__What you need to do__. Write every line of the records below as a JSON list of strings, one string per line, and leave out the blank lines.

** BEGIN Records provided **

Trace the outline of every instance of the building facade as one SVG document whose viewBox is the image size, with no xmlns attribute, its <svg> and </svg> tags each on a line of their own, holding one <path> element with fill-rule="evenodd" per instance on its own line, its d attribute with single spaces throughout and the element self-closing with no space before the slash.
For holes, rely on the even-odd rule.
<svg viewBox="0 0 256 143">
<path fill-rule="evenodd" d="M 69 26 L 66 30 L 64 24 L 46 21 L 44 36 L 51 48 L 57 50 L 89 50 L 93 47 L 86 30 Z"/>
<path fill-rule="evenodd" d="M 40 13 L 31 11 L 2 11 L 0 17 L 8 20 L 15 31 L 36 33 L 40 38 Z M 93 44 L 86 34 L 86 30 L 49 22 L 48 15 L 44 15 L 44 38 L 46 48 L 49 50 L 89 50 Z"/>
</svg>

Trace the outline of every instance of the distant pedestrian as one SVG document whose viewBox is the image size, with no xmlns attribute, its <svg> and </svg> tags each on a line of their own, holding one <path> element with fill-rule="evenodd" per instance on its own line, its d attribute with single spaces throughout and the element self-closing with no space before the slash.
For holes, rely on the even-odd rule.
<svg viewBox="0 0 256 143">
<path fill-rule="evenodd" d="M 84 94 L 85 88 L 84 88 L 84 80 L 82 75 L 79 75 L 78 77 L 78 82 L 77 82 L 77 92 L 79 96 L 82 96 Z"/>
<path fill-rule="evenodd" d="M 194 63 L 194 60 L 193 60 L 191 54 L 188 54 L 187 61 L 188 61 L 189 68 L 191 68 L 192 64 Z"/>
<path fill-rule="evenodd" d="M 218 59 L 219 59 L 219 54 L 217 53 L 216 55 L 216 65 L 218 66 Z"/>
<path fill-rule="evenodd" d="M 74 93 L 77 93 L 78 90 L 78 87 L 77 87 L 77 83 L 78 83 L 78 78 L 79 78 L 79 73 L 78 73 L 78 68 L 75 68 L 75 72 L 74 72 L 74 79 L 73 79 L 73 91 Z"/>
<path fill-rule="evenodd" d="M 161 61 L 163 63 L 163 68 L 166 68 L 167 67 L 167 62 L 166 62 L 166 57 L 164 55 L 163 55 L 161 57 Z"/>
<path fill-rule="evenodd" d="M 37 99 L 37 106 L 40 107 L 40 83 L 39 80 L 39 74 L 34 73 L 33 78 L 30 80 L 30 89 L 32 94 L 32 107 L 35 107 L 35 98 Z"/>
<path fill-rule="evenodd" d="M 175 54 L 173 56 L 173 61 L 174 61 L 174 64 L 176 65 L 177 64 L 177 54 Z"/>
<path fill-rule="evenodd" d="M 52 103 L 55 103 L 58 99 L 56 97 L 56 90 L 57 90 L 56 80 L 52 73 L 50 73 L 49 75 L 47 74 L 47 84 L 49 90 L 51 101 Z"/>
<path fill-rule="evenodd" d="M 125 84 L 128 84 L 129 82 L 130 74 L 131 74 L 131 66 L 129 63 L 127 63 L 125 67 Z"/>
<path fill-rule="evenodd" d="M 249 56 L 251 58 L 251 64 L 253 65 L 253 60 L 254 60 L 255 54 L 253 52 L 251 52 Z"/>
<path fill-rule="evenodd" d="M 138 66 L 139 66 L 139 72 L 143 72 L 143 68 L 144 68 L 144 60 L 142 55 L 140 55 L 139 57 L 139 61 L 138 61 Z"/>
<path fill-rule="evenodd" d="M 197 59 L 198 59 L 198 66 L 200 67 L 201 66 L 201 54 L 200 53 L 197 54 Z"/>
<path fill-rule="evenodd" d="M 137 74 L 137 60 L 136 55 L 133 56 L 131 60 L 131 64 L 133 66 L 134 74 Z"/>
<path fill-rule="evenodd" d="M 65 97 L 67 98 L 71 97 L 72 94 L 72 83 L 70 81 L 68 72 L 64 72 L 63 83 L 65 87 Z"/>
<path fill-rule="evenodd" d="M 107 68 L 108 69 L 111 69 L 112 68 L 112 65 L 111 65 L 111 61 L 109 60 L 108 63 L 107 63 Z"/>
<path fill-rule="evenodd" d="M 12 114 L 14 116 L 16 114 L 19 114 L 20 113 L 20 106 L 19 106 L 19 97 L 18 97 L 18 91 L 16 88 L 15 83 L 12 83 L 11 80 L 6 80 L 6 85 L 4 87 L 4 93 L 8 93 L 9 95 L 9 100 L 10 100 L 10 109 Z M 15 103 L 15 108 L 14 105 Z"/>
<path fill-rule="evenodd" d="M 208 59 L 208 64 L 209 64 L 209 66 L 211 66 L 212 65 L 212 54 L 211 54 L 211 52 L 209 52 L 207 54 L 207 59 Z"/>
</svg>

** END Records provided **

__Response__.
[
  "Trace the outline of every instance of the building facade as one SVG document whose viewBox is the image size, with no xmlns attribute, its <svg> and </svg> tags each on a line of their own, holding one <path> element with fill-rule=\"evenodd\" per instance on its own line, its d attribute with single spaces throughout and the element self-closing with no space before the slash.",
  "For holes, rely on the even-odd rule.",
  "<svg viewBox=\"0 0 256 143\">",
  "<path fill-rule=\"evenodd\" d=\"M 69 26 L 66 30 L 64 24 L 46 21 L 44 36 L 51 48 L 57 50 L 89 50 L 93 47 L 86 30 Z\"/>",
  "<path fill-rule=\"evenodd\" d=\"M 40 13 L 31 11 L 2 11 L 0 17 L 8 20 L 15 31 L 36 33 L 40 38 Z M 93 44 L 86 34 L 86 30 L 49 22 L 48 15 L 44 15 L 44 38 L 46 48 L 49 50 L 89 50 Z\"/>",
  "</svg>",
  "Trace the outline of every instance of the distant pedestrian as one SVG document whose viewBox is the image size, with no xmlns attribute, its <svg> and </svg> tags each on a line of their own, holding one <path> element with fill-rule=\"evenodd\" per instance on its own line, its d attribute with single spaces throughout and the element self-closing with no space before the slash.",
  "For holes, rely on the even-odd rule.",
  "<svg viewBox=\"0 0 256 143\">",
  "<path fill-rule=\"evenodd\" d=\"M 84 94 L 85 88 L 84 88 L 84 80 L 82 75 L 79 75 L 78 77 L 78 82 L 77 82 L 77 92 L 79 96 L 82 96 Z\"/>",
  "<path fill-rule=\"evenodd\" d=\"M 194 63 L 194 60 L 193 60 L 191 54 L 188 54 L 187 61 L 188 61 L 189 68 L 191 68 L 192 64 Z\"/>",
  "<path fill-rule=\"evenodd\" d=\"M 218 59 L 219 59 L 219 54 L 217 53 L 216 55 L 216 65 L 218 66 Z\"/>",
  "<path fill-rule=\"evenodd\" d=\"M 74 93 L 77 93 L 78 90 L 78 87 L 77 87 L 77 83 L 78 83 L 78 78 L 79 78 L 79 73 L 78 73 L 78 68 L 75 68 L 75 72 L 74 72 L 74 79 L 73 79 L 73 91 Z\"/>",
  "<path fill-rule=\"evenodd\" d=\"M 161 61 L 163 63 L 163 68 L 166 68 L 167 67 L 167 62 L 166 62 L 166 57 L 164 55 L 163 55 L 161 57 Z\"/>",
  "<path fill-rule=\"evenodd\" d=\"M 37 99 L 37 106 L 40 107 L 40 83 L 39 80 L 39 74 L 34 73 L 33 78 L 30 80 L 30 89 L 32 94 L 32 107 L 35 107 L 35 98 Z\"/>",
  "<path fill-rule=\"evenodd\" d=\"M 175 54 L 173 56 L 173 61 L 174 61 L 174 64 L 176 65 L 177 64 L 177 54 Z\"/>",
  "<path fill-rule=\"evenodd\" d=\"M 52 103 L 55 103 L 58 99 L 56 97 L 56 90 L 57 90 L 56 80 L 52 73 L 50 73 L 49 75 L 47 74 L 47 84 L 49 90 L 51 101 Z\"/>",
  "<path fill-rule=\"evenodd\" d=\"M 125 84 L 128 84 L 129 82 L 130 74 L 131 74 L 131 66 L 129 63 L 127 63 L 125 67 Z\"/>",
  "<path fill-rule=\"evenodd\" d=\"M 249 56 L 251 58 L 251 64 L 253 65 L 253 60 L 254 60 L 255 54 L 253 52 L 251 52 Z\"/>",
  "<path fill-rule=\"evenodd\" d=\"M 138 66 L 139 66 L 139 72 L 143 72 L 143 68 L 144 68 L 144 60 L 142 55 L 140 55 L 139 57 L 139 61 L 138 61 Z\"/>",
  "<path fill-rule=\"evenodd\" d=\"M 197 59 L 198 59 L 198 66 L 200 67 L 201 66 L 201 54 L 200 53 L 197 54 Z\"/>",
  "<path fill-rule=\"evenodd\" d=\"M 137 74 L 137 60 L 136 55 L 133 56 L 131 60 L 131 64 L 133 66 L 134 74 Z\"/>",
  "<path fill-rule=\"evenodd\" d=\"M 65 97 L 67 98 L 71 97 L 72 94 L 72 83 L 70 81 L 68 72 L 64 72 L 63 83 L 65 87 Z\"/>",
  "<path fill-rule=\"evenodd\" d=\"M 107 68 L 108 69 L 111 69 L 112 68 L 112 65 L 111 65 L 111 61 L 109 60 L 108 63 L 107 63 Z\"/>",
  "<path fill-rule=\"evenodd\" d=\"M 12 114 L 14 116 L 16 114 L 19 114 L 20 113 L 20 106 L 19 106 L 19 97 L 18 97 L 18 91 L 16 88 L 15 83 L 12 83 L 11 80 L 6 80 L 6 85 L 4 87 L 4 93 L 8 93 L 9 95 L 9 100 L 10 100 L 10 109 Z M 15 103 L 15 108 L 14 105 Z\"/>",
  "<path fill-rule=\"evenodd\" d=\"M 208 59 L 208 64 L 209 64 L 209 66 L 211 66 L 212 65 L 212 54 L 211 54 L 211 52 L 209 52 L 207 54 L 207 59 Z\"/>",
  "</svg>"
]